- Written problem
Copy, word for word, only the lines of the records from the line with "Every instance of the red tile" up to and including the line with "<point>231,69</point>".

- Supplied data
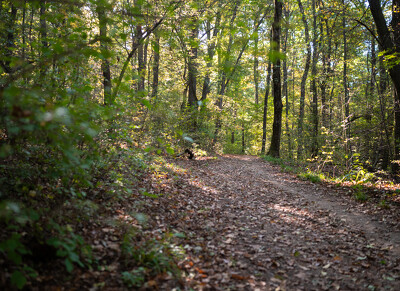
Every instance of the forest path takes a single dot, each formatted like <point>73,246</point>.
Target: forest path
<point>250,227</point>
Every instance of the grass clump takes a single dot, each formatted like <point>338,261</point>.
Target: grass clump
<point>313,177</point>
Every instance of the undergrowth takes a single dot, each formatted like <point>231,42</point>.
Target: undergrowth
<point>358,179</point>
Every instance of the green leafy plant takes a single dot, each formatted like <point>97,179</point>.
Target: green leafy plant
<point>135,277</point>
<point>313,177</point>
<point>71,247</point>
<point>15,216</point>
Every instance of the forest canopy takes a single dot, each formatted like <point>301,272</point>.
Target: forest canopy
<point>82,82</point>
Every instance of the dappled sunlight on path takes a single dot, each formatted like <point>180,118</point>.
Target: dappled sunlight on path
<point>253,228</point>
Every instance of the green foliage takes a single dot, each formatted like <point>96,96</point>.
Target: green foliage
<point>134,278</point>
<point>150,257</point>
<point>313,177</point>
<point>70,246</point>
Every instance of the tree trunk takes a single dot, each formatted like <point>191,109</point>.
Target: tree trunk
<point>156,65</point>
<point>274,149</point>
<point>211,52</point>
<point>43,37</point>
<point>255,64</point>
<point>105,63</point>
<point>141,61</point>
<point>192,66</point>
<point>346,127</point>
<point>285,84</point>
<point>303,83</point>
<point>265,113</point>
<point>314,105</point>
<point>390,46</point>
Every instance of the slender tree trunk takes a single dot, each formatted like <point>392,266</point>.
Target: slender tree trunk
<point>192,67</point>
<point>105,63</point>
<point>390,45</point>
<point>285,83</point>
<point>274,149</point>
<point>10,40</point>
<point>255,64</point>
<point>243,138</point>
<point>326,67</point>
<point>43,37</point>
<point>265,113</point>
<point>300,123</point>
<point>314,105</point>
<point>346,128</point>
<point>141,61</point>
<point>223,81</point>
<point>156,65</point>
<point>23,31</point>
<point>211,52</point>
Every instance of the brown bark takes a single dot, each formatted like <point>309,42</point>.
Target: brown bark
<point>274,149</point>
<point>314,105</point>
<point>156,65</point>
<point>210,52</point>
<point>265,113</point>
<point>300,122</point>
<point>390,46</point>
<point>105,63</point>
<point>192,66</point>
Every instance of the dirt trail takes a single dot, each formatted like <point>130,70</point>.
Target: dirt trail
<point>250,227</point>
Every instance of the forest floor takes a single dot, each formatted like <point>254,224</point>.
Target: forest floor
<point>242,224</point>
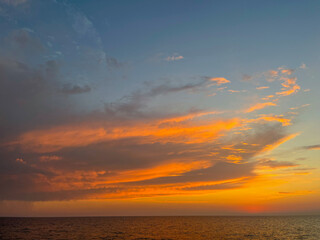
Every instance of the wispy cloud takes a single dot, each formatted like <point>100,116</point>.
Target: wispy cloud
<point>174,57</point>
<point>259,106</point>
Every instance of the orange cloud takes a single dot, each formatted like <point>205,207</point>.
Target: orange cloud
<point>270,147</point>
<point>290,86</point>
<point>272,118</point>
<point>263,87</point>
<point>260,106</point>
<point>56,138</point>
<point>219,81</point>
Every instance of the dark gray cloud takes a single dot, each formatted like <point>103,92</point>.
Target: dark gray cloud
<point>133,105</point>
<point>114,63</point>
<point>74,89</point>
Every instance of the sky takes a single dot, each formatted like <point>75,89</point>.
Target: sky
<point>121,108</point>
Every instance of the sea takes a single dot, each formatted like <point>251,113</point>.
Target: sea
<point>162,228</point>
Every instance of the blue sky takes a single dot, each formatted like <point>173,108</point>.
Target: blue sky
<point>109,100</point>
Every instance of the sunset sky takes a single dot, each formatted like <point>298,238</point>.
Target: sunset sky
<point>170,107</point>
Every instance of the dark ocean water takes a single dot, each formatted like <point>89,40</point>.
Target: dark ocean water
<point>161,228</point>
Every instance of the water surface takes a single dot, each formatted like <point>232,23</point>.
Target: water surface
<point>161,228</point>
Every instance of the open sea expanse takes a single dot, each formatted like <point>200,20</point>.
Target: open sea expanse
<point>161,228</point>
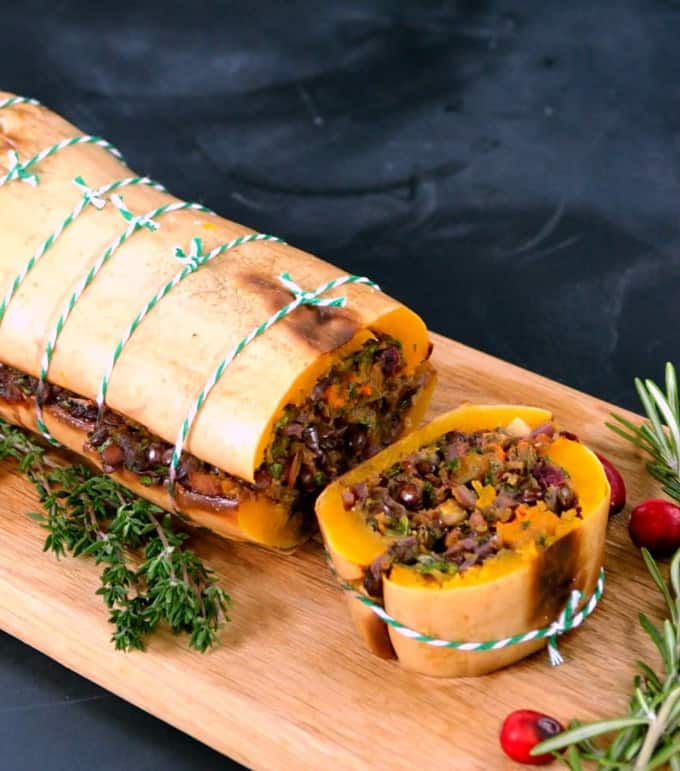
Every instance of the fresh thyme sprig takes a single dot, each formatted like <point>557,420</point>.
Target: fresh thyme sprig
<point>659,436</point>
<point>89,514</point>
<point>648,737</point>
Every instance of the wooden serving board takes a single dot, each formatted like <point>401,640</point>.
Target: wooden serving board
<point>291,686</point>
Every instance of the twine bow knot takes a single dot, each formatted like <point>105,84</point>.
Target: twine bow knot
<point>18,170</point>
<point>91,196</point>
<point>194,258</point>
<point>138,220</point>
<point>311,298</point>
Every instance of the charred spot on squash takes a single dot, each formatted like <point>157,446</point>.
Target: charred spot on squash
<point>554,577</point>
<point>323,329</point>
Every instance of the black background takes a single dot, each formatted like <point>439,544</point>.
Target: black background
<point>510,170</point>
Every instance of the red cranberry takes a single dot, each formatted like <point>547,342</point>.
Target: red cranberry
<point>618,499</point>
<point>522,730</point>
<point>655,524</point>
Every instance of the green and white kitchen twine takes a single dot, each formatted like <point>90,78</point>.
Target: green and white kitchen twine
<point>12,100</point>
<point>314,298</point>
<point>567,620</point>
<point>19,170</point>
<point>192,262</point>
<point>94,197</point>
<point>136,223</point>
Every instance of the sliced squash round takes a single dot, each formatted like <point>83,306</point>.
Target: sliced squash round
<point>546,535</point>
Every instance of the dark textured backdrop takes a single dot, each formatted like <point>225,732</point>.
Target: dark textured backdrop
<point>508,169</point>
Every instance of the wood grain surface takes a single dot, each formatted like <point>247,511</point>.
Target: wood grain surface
<point>290,686</point>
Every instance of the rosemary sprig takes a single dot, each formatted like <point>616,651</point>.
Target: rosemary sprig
<point>649,736</point>
<point>659,436</point>
<point>149,576</point>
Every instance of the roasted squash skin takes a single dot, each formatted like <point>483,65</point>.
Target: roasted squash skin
<point>506,596</point>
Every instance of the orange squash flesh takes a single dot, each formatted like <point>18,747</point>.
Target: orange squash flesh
<point>509,594</point>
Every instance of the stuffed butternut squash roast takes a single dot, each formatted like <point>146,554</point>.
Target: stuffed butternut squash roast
<point>476,527</point>
<point>230,378</point>
<point>120,302</point>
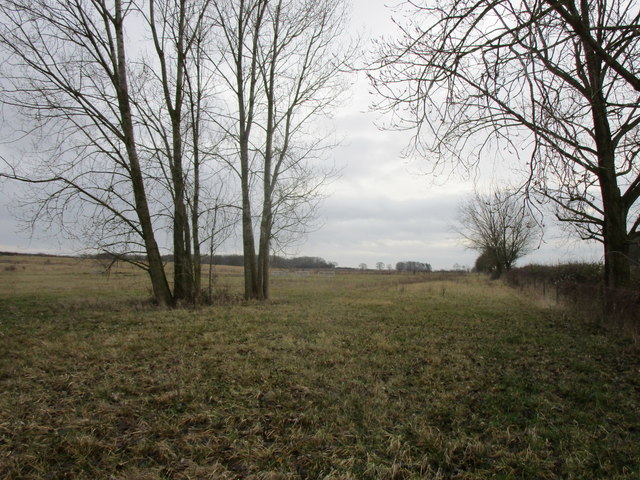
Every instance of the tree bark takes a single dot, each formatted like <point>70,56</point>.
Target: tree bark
<point>161,290</point>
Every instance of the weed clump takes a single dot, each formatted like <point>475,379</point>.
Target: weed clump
<point>579,287</point>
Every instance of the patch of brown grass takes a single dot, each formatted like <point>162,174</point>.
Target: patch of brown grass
<point>336,378</point>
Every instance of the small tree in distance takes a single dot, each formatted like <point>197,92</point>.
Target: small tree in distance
<point>499,226</point>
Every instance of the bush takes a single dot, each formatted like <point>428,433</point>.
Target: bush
<point>579,286</point>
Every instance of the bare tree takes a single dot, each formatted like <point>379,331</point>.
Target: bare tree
<point>127,152</point>
<point>498,226</point>
<point>170,105</point>
<point>554,79</point>
<point>284,70</point>
<point>66,70</point>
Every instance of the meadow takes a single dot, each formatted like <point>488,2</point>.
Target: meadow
<point>355,376</point>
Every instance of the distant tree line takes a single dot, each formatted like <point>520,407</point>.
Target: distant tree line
<point>232,260</point>
<point>413,267</point>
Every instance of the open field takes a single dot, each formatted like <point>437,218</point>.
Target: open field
<point>345,377</point>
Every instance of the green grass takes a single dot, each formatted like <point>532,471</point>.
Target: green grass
<point>347,377</point>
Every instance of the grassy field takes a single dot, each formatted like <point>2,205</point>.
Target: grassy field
<point>345,377</point>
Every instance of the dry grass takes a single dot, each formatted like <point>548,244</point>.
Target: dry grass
<point>348,377</point>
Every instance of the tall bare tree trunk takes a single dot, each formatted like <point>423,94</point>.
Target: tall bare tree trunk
<point>161,290</point>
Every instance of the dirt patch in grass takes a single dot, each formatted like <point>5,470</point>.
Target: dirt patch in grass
<point>341,378</point>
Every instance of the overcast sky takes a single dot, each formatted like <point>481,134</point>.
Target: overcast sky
<point>381,208</point>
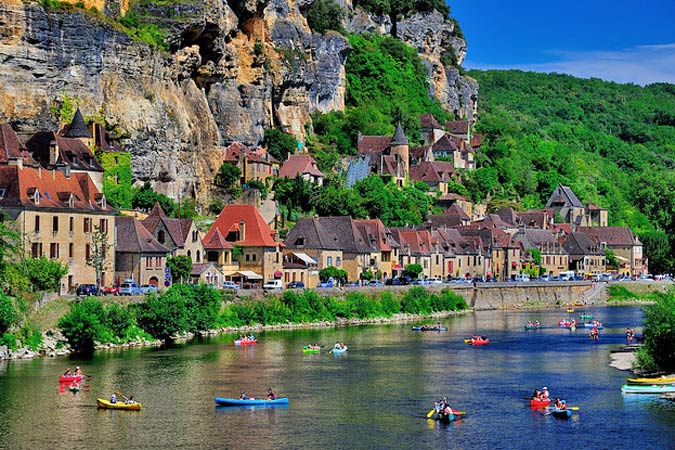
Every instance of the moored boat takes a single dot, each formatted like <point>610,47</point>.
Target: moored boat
<point>654,380</point>
<point>561,413</point>
<point>106,404</point>
<point>534,403</point>
<point>225,401</point>
<point>644,389</point>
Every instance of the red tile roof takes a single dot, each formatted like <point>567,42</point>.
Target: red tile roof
<point>299,165</point>
<point>53,187</point>
<point>256,232</point>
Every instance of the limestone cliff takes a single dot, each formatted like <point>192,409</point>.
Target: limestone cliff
<point>231,69</point>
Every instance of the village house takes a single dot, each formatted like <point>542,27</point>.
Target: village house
<point>138,255</point>
<point>260,258</point>
<point>180,236</point>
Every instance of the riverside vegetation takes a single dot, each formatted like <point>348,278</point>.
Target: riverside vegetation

- Written solution
Every instance of the red tile roof takes a single dot, each formatted like <point>567,42</point>.
Target: red tile roof
<point>299,165</point>
<point>53,187</point>
<point>256,232</point>
Every instance of the limestone cliff takes a single dot, each formatted like <point>192,409</point>.
Target: limestone cliff
<point>231,69</point>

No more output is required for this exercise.